[MATERIAL PROVIDED]:
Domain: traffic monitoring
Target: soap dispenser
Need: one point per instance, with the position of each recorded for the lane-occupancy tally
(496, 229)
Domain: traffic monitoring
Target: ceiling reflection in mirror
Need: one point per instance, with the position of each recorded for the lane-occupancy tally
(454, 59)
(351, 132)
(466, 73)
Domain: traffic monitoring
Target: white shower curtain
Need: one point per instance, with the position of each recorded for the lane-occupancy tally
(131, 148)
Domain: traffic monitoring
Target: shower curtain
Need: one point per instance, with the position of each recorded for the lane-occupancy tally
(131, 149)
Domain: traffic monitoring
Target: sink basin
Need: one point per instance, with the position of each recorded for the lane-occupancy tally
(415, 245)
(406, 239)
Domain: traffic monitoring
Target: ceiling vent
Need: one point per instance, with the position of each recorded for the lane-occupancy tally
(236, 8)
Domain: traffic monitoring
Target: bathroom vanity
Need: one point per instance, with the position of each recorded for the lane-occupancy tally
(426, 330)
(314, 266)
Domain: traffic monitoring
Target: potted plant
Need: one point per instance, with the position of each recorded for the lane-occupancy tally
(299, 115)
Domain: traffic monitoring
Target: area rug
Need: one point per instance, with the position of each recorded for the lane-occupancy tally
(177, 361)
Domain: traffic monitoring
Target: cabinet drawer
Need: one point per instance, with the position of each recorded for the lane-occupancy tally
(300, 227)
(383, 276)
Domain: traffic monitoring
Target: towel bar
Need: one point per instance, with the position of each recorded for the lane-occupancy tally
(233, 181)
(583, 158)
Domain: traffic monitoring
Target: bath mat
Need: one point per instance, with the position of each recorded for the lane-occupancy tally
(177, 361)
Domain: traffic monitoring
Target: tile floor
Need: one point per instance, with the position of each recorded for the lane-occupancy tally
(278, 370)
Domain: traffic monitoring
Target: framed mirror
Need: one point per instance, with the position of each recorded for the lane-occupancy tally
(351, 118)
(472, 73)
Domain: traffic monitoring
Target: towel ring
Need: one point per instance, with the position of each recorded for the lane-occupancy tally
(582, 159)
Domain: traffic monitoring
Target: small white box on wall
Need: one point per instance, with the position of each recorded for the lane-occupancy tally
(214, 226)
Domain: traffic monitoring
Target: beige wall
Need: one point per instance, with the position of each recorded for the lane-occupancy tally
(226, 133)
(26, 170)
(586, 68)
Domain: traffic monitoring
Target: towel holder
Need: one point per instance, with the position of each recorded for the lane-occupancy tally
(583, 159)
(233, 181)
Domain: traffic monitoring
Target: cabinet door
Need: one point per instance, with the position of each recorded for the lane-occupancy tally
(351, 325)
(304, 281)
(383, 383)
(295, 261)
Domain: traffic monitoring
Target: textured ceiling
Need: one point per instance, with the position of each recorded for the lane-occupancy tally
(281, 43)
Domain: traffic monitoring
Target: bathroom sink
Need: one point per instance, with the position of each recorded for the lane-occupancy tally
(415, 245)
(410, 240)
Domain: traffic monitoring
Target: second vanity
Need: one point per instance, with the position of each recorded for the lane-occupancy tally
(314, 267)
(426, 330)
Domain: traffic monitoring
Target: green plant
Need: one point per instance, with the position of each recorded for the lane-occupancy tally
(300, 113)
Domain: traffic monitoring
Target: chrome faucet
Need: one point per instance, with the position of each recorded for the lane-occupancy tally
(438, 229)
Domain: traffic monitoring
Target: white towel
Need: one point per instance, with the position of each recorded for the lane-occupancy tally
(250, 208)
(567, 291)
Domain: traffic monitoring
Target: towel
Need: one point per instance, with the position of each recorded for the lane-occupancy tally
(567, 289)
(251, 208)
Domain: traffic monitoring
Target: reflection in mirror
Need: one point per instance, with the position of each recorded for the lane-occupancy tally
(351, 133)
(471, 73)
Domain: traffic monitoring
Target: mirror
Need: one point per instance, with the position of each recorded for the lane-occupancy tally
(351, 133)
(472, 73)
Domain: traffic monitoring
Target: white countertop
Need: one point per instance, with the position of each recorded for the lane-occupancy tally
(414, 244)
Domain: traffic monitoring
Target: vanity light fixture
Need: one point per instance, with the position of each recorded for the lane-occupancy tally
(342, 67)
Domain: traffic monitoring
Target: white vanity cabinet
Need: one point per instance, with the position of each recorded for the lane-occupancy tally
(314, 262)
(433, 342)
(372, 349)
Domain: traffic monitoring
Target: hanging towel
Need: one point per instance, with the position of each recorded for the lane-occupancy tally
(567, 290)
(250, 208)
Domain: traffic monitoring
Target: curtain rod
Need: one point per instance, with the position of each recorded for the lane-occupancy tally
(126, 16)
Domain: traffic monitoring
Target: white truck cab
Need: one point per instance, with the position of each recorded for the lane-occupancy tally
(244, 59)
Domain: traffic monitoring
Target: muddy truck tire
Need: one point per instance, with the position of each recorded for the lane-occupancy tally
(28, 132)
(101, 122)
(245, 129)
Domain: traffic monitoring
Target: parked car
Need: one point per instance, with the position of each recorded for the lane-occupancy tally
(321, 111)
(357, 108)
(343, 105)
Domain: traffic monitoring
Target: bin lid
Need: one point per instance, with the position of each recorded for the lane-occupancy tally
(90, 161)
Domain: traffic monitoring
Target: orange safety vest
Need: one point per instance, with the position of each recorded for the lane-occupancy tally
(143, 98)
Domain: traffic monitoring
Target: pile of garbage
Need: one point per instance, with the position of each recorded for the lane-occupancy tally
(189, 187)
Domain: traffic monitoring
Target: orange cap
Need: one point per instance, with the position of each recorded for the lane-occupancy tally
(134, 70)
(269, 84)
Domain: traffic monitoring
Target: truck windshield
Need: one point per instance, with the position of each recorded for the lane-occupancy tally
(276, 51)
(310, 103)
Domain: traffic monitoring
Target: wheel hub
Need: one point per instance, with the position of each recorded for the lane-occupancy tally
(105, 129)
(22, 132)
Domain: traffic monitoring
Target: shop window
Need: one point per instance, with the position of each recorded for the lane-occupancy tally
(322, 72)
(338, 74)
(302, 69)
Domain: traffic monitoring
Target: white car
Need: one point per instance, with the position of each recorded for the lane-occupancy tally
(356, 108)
---
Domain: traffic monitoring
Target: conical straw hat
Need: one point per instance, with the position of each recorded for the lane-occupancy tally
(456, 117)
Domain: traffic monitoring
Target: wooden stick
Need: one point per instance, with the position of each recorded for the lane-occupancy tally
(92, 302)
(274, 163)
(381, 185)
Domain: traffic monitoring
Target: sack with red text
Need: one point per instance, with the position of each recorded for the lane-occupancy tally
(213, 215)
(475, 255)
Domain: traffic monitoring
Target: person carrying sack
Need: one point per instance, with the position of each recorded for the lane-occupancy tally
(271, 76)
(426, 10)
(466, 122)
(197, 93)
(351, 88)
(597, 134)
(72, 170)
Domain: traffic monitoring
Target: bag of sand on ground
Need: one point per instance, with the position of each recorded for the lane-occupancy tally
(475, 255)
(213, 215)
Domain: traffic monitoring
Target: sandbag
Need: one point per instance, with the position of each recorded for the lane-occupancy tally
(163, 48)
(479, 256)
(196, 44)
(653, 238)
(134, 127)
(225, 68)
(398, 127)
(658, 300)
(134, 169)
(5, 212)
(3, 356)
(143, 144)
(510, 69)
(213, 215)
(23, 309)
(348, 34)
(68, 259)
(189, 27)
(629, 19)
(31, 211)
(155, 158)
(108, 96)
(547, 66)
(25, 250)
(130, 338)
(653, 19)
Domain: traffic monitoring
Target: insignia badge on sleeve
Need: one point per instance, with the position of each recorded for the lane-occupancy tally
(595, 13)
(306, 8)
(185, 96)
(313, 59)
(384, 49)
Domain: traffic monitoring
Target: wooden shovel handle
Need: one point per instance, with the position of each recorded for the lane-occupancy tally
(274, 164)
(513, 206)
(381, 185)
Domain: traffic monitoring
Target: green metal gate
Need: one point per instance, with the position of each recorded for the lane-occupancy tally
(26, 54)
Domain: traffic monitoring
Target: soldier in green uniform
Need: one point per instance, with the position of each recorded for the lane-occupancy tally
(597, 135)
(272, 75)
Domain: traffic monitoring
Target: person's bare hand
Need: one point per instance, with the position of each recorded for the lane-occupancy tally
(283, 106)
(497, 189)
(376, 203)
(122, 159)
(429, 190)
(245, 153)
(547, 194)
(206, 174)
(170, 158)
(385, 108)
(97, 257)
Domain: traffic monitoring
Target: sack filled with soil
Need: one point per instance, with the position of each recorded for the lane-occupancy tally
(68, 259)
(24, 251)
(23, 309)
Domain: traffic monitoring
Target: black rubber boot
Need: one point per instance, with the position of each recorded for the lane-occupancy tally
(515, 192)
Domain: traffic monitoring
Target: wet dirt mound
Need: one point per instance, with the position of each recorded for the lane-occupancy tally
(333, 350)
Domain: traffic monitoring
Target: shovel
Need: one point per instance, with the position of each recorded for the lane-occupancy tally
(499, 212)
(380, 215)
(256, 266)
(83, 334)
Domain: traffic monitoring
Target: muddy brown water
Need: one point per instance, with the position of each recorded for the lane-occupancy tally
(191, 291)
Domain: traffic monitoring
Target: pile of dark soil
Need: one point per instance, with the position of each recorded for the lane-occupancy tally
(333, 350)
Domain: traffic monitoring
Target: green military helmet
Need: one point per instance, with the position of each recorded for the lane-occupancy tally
...
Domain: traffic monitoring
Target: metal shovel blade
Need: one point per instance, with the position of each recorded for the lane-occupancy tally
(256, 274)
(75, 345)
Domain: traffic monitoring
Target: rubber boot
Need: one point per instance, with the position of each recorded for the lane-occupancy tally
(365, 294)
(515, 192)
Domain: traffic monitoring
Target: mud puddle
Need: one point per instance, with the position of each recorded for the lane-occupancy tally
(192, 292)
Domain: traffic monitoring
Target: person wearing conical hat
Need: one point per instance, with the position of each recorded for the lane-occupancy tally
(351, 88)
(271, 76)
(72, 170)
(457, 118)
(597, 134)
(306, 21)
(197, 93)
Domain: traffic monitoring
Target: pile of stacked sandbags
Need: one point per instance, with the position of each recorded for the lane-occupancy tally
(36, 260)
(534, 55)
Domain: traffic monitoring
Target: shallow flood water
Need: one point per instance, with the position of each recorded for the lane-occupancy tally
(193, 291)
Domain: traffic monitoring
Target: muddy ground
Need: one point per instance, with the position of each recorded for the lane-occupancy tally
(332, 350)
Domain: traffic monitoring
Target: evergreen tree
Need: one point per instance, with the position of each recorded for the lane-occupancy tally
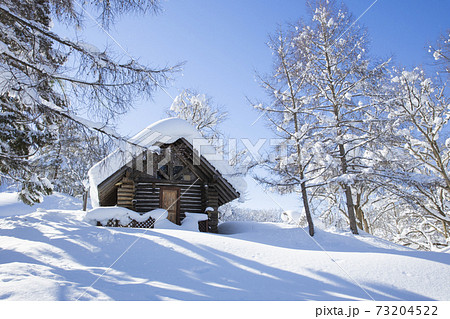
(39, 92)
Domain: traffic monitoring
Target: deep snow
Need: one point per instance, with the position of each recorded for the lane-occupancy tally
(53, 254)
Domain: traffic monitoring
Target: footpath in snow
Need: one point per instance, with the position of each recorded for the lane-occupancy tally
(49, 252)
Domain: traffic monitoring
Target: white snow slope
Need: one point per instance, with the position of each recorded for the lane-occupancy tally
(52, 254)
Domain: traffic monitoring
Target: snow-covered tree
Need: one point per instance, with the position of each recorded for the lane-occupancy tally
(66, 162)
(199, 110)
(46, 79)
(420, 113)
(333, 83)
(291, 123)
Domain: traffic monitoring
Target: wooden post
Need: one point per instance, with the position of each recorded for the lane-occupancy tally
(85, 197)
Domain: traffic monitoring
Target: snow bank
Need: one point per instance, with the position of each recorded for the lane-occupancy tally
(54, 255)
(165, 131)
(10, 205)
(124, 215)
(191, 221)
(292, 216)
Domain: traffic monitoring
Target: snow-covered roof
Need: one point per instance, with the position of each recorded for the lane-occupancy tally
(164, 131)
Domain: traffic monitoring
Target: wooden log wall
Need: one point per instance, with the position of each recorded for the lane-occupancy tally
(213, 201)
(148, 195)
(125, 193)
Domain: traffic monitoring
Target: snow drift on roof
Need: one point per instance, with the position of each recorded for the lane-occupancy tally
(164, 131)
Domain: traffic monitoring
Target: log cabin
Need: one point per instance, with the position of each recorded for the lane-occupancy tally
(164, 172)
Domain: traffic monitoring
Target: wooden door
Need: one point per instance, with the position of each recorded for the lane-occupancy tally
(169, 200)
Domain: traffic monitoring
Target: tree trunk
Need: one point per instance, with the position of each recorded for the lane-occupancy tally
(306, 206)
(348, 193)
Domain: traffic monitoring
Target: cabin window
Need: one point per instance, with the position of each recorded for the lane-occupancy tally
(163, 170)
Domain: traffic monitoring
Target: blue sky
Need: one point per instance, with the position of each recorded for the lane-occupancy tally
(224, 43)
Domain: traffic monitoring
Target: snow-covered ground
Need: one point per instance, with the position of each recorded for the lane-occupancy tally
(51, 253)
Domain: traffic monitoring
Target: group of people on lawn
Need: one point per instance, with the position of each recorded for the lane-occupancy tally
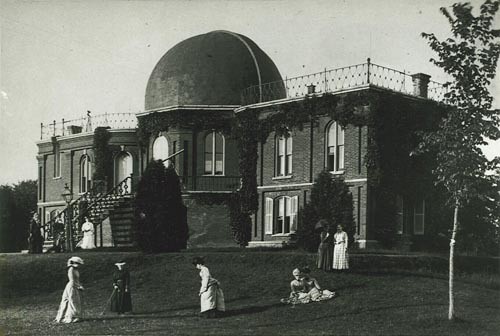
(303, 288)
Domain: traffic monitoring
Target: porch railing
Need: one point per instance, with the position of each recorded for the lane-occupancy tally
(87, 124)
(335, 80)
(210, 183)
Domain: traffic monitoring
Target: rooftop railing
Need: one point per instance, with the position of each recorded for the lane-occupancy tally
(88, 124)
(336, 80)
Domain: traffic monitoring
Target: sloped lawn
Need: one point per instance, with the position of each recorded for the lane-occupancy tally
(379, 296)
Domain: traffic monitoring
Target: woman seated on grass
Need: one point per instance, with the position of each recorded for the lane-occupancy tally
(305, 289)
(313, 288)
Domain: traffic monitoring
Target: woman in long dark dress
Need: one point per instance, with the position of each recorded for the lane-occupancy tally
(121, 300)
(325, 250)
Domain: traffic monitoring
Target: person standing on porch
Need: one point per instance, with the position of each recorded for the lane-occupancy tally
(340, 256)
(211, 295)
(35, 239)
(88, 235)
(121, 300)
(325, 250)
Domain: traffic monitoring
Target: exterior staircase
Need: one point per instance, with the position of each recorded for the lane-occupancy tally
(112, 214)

[PROBLEM REQUIREMENTS]:
For the word "conical", tally the lines of the entries in which it appears and give the total alone.

[SOLUTION FOR THIS TASK]:
2